SET OF TASKS
**A)** Print everything in the listing from the line containing "Each instance receives one keypoint. Mark the open" down to the end of the listing, both ends included and unchanged.
**B)** Carry on the post about hiring a heating contractor from where it stops.

The Tip of the Iceberg – Hiring a heating contractor isn’t about what you can see!
February 10, 2014
Being in the heating and cooling industry in the Waterloo Region is a tough business. With about 80 companies publicly vying for business, and another 50 or so working out of the back of trucks, it’s a saturated market to say the least. For this reason I do not envy being someone in the market for the services we offer, whether it’s service or installation of new equipment. It’s very easy to get lost in a pile of brochures and scribbled down information about variable speed motors and SEER rating, etc.
I’ve been an advocate for asking more from your contractors and the reps they send out to your home my whole career and work hard to instill that culture in our organization.
What people see is a box that will heat or cool their home. They see a smiling rep who promises to be the best. And they see a price. These things are what I call the “Tip of the Iceberg”. Often homeowners will go through 2 to 4 of these presentations and still have a hard time determining how they are different.

DATASET ENTRIES
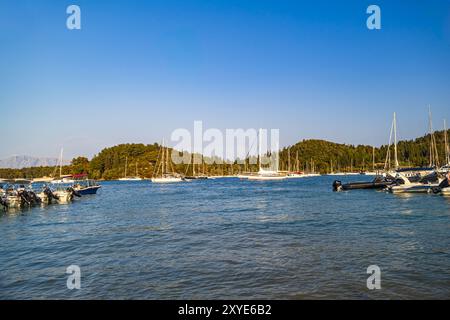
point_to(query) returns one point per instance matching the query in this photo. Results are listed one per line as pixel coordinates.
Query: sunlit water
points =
(228, 239)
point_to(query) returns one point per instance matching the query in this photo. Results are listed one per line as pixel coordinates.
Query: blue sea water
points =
(229, 239)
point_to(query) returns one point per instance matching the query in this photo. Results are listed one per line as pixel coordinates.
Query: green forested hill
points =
(317, 154)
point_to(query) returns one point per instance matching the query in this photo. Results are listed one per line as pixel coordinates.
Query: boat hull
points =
(88, 190)
(166, 180)
(419, 188)
(266, 178)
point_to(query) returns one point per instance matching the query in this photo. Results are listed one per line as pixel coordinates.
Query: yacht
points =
(126, 178)
(164, 170)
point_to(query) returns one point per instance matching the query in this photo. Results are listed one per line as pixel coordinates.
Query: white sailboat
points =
(126, 178)
(63, 179)
(271, 173)
(446, 167)
(164, 169)
(373, 172)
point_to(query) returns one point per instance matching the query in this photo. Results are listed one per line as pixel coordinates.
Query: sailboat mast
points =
(373, 158)
(60, 162)
(259, 148)
(163, 169)
(289, 159)
(447, 150)
(395, 141)
(430, 124)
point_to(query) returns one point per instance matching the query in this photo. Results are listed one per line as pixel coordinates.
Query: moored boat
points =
(164, 172)
(85, 186)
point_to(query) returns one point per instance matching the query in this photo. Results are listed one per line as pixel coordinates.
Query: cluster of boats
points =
(19, 193)
(433, 179)
(436, 182)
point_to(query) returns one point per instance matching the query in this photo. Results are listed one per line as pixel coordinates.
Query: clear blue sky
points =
(137, 70)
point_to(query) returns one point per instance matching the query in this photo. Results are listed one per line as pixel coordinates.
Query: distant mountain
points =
(19, 162)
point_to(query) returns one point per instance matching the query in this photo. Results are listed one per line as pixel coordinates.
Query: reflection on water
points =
(227, 238)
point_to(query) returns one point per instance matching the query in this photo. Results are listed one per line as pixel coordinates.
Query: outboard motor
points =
(3, 204)
(74, 192)
(34, 198)
(337, 185)
(444, 184)
(49, 193)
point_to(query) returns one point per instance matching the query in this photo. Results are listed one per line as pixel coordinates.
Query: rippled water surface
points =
(227, 238)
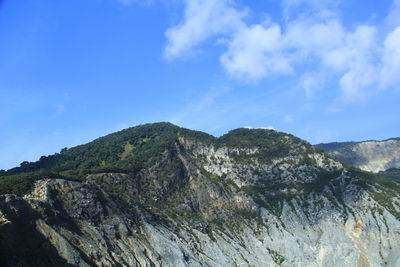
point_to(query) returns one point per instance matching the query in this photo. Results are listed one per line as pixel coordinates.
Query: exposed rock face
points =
(218, 206)
(373, 156)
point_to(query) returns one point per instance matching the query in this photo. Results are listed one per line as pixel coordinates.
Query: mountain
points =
(161, 195)
(373, 156)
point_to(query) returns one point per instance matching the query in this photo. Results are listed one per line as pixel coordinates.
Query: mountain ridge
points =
(168, 196)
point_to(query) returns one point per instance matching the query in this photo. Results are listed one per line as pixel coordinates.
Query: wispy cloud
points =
(313, 35)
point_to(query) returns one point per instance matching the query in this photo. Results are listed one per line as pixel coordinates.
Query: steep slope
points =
(175, 197)
(374, 156)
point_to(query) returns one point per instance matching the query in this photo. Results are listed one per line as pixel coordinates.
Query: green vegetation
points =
(127, 151)
(393, 174)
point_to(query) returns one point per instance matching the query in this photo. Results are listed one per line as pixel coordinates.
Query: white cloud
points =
(254, 52)
(393, 17)
(202, 20)
(288, 119)
(314, 38)
(130, 2)
(390, 73)
(310, 83)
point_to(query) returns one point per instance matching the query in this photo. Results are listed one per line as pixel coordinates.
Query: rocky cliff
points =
(249, 198)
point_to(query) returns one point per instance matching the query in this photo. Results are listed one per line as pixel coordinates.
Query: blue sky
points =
(71, 71)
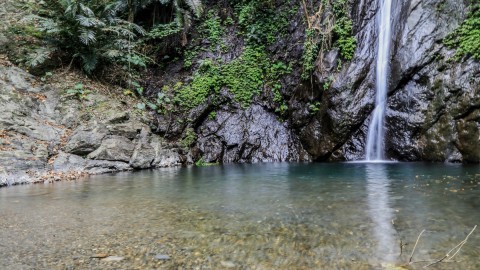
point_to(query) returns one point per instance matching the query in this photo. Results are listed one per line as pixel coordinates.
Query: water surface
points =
(260, 216)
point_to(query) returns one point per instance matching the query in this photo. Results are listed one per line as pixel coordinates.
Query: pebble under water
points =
(255, 216)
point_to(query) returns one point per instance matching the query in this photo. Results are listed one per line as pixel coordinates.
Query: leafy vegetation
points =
(78, 91)
(212, 28)
(466, 39)
(90, 33)
(331, 27)
(261, 21)
(189, 138)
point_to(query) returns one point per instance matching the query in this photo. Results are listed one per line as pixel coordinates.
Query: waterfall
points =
(376, 129)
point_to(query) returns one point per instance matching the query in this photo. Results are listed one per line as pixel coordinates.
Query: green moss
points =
(262, 22)
(466, 39)
(189, 138)
(244, 77)
(212, 27)
(205, 82)
(333, 28)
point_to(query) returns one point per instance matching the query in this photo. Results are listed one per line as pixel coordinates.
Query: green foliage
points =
(244, 76)
(314, 108)
(189, 138)
(331, 28)
(161, 31)
(310, 53)
(345, 42)
(205, 82)
(278, 98)
(212, 28)
(212, 115)
(261, 21)
(466, 39)
(46, 76)
(78, 91)
(90, 32)
(188, 57)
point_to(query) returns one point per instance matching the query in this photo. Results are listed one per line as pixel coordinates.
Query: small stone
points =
(113, 259)
(162, 257)
(227, 264)
(99, 256)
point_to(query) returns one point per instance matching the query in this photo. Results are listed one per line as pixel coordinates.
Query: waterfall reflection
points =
(378, 188)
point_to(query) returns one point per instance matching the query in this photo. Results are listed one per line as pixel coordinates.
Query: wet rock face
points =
(43, 132)
(251, 135)
(433, 104)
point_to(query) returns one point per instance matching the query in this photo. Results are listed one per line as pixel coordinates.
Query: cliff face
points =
(433, 103)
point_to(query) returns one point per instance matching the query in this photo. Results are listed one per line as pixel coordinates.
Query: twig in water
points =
(414, 247)
(457, 247)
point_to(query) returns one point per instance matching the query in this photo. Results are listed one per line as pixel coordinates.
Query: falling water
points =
(376, 129)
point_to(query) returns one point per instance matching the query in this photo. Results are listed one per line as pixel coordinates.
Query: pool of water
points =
(255, 216)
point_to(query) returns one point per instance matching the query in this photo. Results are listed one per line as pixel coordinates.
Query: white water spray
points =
(376, 129)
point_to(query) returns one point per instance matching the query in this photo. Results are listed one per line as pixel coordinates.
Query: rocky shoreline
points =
(47, 135)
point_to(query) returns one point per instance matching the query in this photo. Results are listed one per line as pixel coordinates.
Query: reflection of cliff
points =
(380, 211)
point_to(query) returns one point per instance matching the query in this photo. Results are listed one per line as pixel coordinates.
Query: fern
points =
(39, 56)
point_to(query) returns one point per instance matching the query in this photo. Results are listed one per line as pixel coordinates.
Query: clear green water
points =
(260, 216)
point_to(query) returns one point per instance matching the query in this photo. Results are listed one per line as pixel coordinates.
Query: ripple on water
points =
(270, 216)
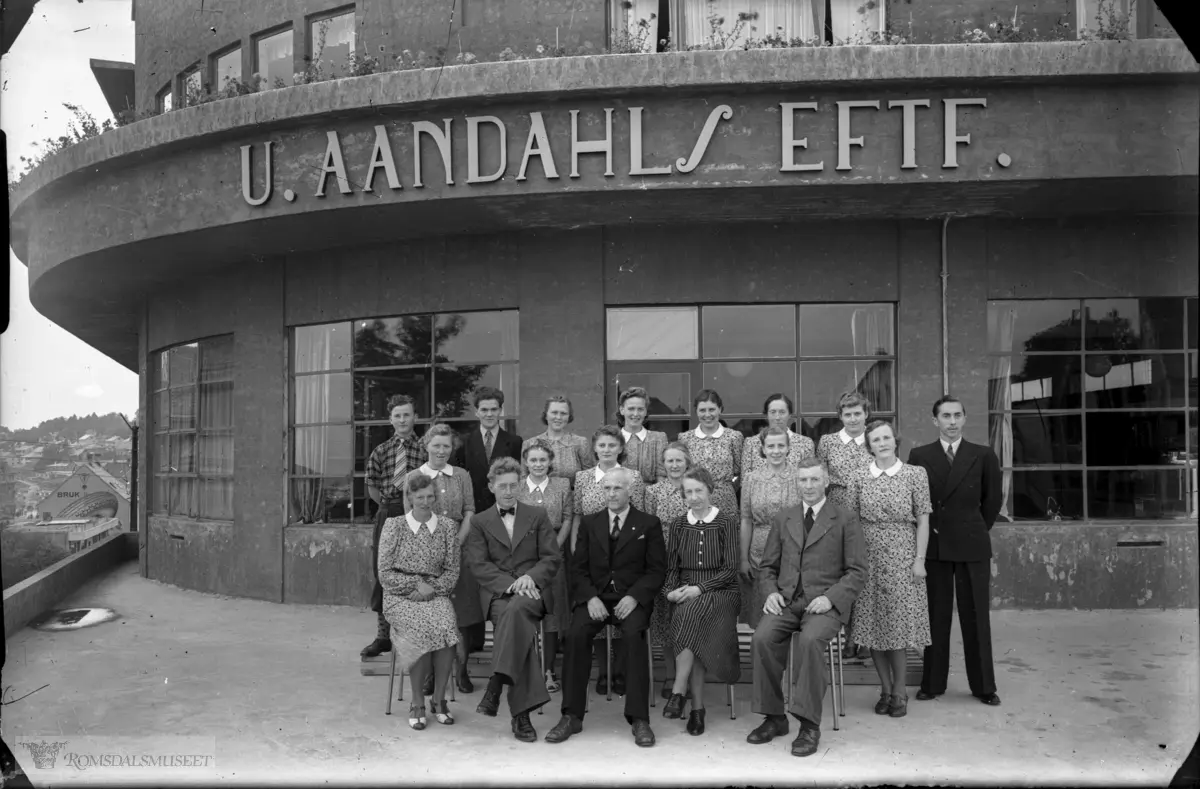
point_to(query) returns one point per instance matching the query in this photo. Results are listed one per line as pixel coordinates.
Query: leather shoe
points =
(805, 742)
(490, 704)
(376, 648)
(522, 729)
(767, 730)
(563, 730)
(643, 736)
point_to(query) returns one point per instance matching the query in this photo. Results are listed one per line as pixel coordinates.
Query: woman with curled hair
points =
(455, 507)
(419, 565)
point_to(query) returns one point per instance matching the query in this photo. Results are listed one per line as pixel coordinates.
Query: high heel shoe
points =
(442, 712)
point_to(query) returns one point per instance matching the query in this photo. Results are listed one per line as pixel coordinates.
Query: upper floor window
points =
(192, 415)
(331, 42)
(1093, 407)
(273, 59)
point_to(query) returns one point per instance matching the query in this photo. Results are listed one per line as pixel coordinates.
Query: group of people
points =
(676, 541)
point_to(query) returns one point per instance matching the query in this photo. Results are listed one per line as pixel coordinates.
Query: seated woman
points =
(702, 589)
(418, 568)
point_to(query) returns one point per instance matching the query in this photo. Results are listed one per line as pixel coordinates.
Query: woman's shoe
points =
(442, 712)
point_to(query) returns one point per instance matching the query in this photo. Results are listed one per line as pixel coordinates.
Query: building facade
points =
(1012, 223)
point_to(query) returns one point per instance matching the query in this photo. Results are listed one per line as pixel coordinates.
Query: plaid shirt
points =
(396, 456)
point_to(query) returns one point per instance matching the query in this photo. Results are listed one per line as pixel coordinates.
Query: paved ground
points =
(1089, 698)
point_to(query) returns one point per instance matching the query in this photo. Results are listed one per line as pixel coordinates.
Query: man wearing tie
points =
(486, 444)
(813, 568)
(514, 553)
(618, 567)
(965, 487)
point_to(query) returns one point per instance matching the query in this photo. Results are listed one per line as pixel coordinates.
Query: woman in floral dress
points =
(552, 494)
(769, 488)
(717, 449)
(419, 560)
(892, 613)
(664, 500)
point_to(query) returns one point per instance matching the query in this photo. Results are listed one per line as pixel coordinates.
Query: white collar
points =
(641, 435)
(415, 525)
(447, 470)
(712, 516)
(861, 439)
(876, 471)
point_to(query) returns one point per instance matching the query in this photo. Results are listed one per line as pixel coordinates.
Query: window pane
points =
(387, 342)
(317, 348)
(478, 337)
(333, 41)
(737, 332)
(823, 383)
(322, 398)
(1132, 324)
(1020, 326)
(1045, 495)
(1138, 494)
(846, 330)
(1125, 380)
(1037, 439)
(323, 451)
(453, 387)
(743, 385)
(372, 391)
(1033, 383)
(653, 332)
(1134, 438)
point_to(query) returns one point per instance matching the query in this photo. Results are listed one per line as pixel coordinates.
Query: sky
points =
(45, 371)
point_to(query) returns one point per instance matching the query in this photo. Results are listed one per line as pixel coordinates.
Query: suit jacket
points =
(832, 561)
(497, 561)
(966, 500)
(471, 456)
(639, 562)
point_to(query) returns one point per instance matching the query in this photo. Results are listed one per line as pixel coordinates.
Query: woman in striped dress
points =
(664, 500)
(717, 449)
(702, 589)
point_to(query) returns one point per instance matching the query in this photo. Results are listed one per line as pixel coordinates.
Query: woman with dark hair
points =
(540, 488)
(419, 559)
(702, 589)
(717, 449)
(892, 613)
(778, 409)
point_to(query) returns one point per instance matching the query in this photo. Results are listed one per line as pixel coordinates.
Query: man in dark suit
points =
(486, 444)
(514, 553)
(813, 568)
(618, 566)
(965, 488)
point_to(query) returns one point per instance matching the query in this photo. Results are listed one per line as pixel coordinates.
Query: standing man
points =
(965, 487)
(618, 567)
(387, 468)
(486, 444)
(514, 553)
(813, 568)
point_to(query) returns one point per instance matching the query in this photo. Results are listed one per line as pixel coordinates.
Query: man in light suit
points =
(618, 567)
(813, 568)
(965, 487)
(514, 553)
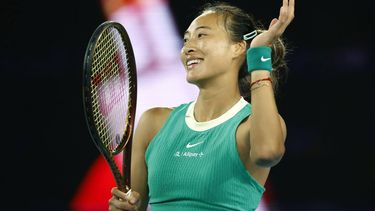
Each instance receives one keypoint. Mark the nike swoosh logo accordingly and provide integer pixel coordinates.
(264, 59)
(193, 145)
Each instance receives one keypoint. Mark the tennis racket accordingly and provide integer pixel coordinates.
(110, 95)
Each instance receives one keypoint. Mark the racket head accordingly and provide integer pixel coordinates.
(110, 88)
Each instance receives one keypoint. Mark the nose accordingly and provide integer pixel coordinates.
(188, 47)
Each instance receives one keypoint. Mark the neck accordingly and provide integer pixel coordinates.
(214, 101)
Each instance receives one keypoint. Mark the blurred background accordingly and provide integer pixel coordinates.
(50, 163)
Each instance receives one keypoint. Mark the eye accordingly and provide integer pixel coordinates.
(201, 35)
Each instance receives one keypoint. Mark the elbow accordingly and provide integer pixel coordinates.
(268, 156)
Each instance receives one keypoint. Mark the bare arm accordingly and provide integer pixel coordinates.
(268, 130)
(149, 125)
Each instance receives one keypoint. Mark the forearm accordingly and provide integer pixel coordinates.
(266, 136)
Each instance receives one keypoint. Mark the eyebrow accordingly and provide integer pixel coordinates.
(199, 27)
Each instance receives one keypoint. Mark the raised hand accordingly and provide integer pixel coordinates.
(277, 26)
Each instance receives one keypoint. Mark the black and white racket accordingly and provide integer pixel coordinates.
(110, 95)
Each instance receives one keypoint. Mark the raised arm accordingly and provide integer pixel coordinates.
(268, 129)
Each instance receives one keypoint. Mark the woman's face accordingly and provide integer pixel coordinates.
(207, 49)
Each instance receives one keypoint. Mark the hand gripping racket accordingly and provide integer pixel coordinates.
(110, 95)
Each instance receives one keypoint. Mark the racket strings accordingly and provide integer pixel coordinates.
(110, 88)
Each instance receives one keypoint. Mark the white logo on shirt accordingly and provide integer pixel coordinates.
(193, 145)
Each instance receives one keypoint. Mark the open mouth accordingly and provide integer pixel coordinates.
(191, 63)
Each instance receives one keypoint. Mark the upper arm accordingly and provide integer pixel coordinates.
(148, 126)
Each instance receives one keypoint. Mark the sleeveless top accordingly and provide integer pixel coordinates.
(196, 166)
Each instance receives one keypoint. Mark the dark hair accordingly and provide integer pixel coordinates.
(238, 23)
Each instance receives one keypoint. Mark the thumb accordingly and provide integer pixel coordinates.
(273, 22)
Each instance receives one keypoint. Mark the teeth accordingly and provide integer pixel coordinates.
(194, 61)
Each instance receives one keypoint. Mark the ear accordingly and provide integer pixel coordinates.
(239, 48)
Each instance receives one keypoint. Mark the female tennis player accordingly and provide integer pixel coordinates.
(216, 152)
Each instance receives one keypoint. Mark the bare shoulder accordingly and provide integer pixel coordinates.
(151, 121)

TASK-BY-TASK OUTPUTS
**A)**
Each instance receives one keypoint. Mark the open mouth accordingly and provide integer pixel coordinates.
(191, 63)
Each instance receives one keypoint. Mark the upper arm accordingly and provide integer pixel coordinates.
(148, 126)
Each instance receives one keypoint. Mark the sleeveless top accordingly and provide integer pixel coordinates.
(196, 166)
Each instance receives one keypoint. Mark the dark hair accordingly and provide integer pixel coordinates.
(238, 23)
Each instance receives one keypoint. Mark the thumb accordingly and provide integer pixel coordinates.
(273, 22)
Each instance receives one keypoint. Mark the teeth accordingly and provide integer pixel coordinates.
(194, 61)
Each instance receives one keypoint. Mark the ear accordingly and provide integer pixel coordinates.
(239, 48)
Each instance receives one keypoint. Mark the female tennis player accordingly and provide integer pixel coordinates.
(216, 152)
Each instance receives one keypoint. Mark the bare shoulder accordingly and provide integer pixel coordinates.
(151, 121)

**B)**
Here are a few questions to ask that will identify the clear front runners for who will be a good long term decision to do business with:
1. Does your company use sub-contractors? – This is a big one. Many home improvement industry’s quality of workmanship has been brought down by this trend meant to save the money it costs to keep someone on staff and pay benefits, a work truck, etc. Both small businesses and believe it or not, big corporations have chosen this path. Understand as a home owner, these installers or service reps are paid by the job. Their priority is to be done quick, as opposed to staying until it is done right. A rep should be able to explain this. Maybe they use sub-contractors for small, specific parts of the job. This is different than someone showing up in an unmarked van.
2. Can you prove that your workers will be both licensed and insured? – Many home improvement industries require licensing to perform the trade of services. Although governing bodies are cracking down, there are still many workers out there who have done it a thousand times, but have never been trained to do it properly. Also, an uninsured worker, can mean liability on your end if they injure themselves in your home.
3. Who owns your company? Are they local? – Asking this question can often reveal that the name you have seen for years has been sold to a major foreign corporation. Although they have great sales literature and big marketing budgets, your dollars are leaving the community where you live. Help our local economy and keep people working locally by choosing a locally owned company. Ask what they do for community support.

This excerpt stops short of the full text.